Finding Faith while Fishing

Oh, how I love to fish. There is something so calming about just sitting on the water waiting for your line to dip down. Last week I joined a friend on Sawbill Lake in the BWCA to do just that. It was exactly what I needed as I was living between two very big life events, one daughter’s wedding and another daughter’s move to New York City. Sitting in a canoe gave me space to breathe as we just waited together for walleye to bite.

My love for fishing came from my Dad. July 19th marks 39 years since he died. I always use Lindy rigs and leeches when I fish because that’s how he taught me how to do it.  And the rules in his boat were that you had to bait your own hook, take off your own fish and know how to clean them. Luckily for my friend, Lisa, she could definitely do all three, so she was in no danger of being dumped from the canoe.

My Dad had a aquamarine, aluminum fishing boat with a 40 horse Johnson outboard.  We spent many hours on various lakes together, trolling for walleyes.  He would always say to me, “Watch your line, watch your line, don’t get it caught in the prop”. 

He would smoke cigarettes while we fished, trolling backwards. The smell of gasoline, water and cigarette smoke still evokes powerful memories of him for me. Smoking would be his downfall.  He died of lung cancer at 54, which seemed old back then, not so much anymore as I am almost a decade older than that.

The summer before he died, we did get out fishing one more time. His best friend Kurt arranged it which was no small feat as my Dad was in a wheelchair and required oxygen. Kurt was an incredible friend and man of deep faith.  He truly worried about my Dad. That afternoon they had a conversation out on the lake that I will always remember.  Kurt asked my dad if he had been saved.  My Dad answered quietly, “Each and every day Kurt, each and every day.”

Yes, there is something saving about being out in the water still. Later on the second day of our camping trip back in small bay behind an island we hit a walleye hole.  Within minutes my friend and I each had a walleye on the line.  She caught hers with a worm and me of course a leech.  We pulled them in slowly.  The fish barely fought until they reached the surface.

------------------------------------

*TASK INSTRUCTIONS*. Rewrite the fishing text, starting with "The summer before" and going on through "reached the surface.", with "northern pike" substituted for every "walleye".

------------------------------------

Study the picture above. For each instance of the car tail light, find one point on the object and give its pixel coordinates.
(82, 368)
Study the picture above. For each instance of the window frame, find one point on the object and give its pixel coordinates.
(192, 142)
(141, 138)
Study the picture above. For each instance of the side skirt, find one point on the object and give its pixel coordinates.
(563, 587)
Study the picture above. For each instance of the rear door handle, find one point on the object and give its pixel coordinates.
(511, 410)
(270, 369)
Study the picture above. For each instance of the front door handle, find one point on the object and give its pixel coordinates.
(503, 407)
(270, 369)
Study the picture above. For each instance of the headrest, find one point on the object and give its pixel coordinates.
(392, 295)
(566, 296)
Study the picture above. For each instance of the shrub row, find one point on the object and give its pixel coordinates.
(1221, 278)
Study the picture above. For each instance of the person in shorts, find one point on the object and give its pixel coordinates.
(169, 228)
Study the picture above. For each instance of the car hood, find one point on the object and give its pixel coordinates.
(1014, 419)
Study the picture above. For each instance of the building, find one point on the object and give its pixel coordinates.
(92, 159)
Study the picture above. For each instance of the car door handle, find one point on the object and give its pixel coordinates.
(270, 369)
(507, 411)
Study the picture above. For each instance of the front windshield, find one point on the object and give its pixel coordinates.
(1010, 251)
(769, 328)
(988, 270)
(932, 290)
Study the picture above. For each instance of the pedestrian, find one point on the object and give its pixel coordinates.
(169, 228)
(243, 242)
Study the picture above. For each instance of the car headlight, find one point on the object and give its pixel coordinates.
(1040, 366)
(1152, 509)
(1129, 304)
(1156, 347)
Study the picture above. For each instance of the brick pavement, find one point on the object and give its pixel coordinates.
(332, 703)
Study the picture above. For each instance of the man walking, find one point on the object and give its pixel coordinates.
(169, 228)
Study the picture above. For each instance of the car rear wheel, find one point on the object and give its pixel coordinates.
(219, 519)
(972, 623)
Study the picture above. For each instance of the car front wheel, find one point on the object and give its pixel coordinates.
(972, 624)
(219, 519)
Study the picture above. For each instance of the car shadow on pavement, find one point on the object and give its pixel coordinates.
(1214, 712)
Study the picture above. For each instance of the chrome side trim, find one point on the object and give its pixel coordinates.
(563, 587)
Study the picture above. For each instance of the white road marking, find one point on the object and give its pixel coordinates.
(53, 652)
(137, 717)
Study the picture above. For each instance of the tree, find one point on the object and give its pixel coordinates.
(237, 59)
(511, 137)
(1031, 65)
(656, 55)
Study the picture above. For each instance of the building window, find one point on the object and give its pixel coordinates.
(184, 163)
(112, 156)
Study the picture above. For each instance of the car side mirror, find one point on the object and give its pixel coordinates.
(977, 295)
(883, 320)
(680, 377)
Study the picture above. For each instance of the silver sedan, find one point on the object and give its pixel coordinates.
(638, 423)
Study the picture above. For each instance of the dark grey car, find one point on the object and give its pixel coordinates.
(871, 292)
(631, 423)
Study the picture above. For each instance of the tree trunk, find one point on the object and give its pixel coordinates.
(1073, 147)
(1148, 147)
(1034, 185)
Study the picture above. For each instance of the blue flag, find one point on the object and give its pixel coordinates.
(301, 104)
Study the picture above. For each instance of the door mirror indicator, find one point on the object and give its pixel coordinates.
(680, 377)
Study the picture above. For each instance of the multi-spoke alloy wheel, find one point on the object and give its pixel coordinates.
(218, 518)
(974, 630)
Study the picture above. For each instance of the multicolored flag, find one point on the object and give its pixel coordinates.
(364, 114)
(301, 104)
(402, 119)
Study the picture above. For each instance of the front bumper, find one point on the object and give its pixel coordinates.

------------------------------------

*FINISHED EXERCISE*.
The summer before he died, we did get out fishing one more time. His best friend Kurt arranged it which was no small feat as my Dad was in a wheelchair and required oxygen. Kurt was an incredible friend and man of deep faith.  He truly worried about my Dad. That afternoon they had a conversation out on the lake that I will always remember.  Kurt asked my dad if he had been saved.  My Dad answered quietly, “Each and every day Kurt, each and every day.”

Yes, there is something saving about being out in the water still. Later on the second day of our camping trip back in small bay behind an island we hit a northern pike hole.  Within minutes my friend and I each had a northern pike on the line.  She caught hers with a worm and me of course a leech.  We pulled them in slowly.  The fish barely fought until they reached the surface.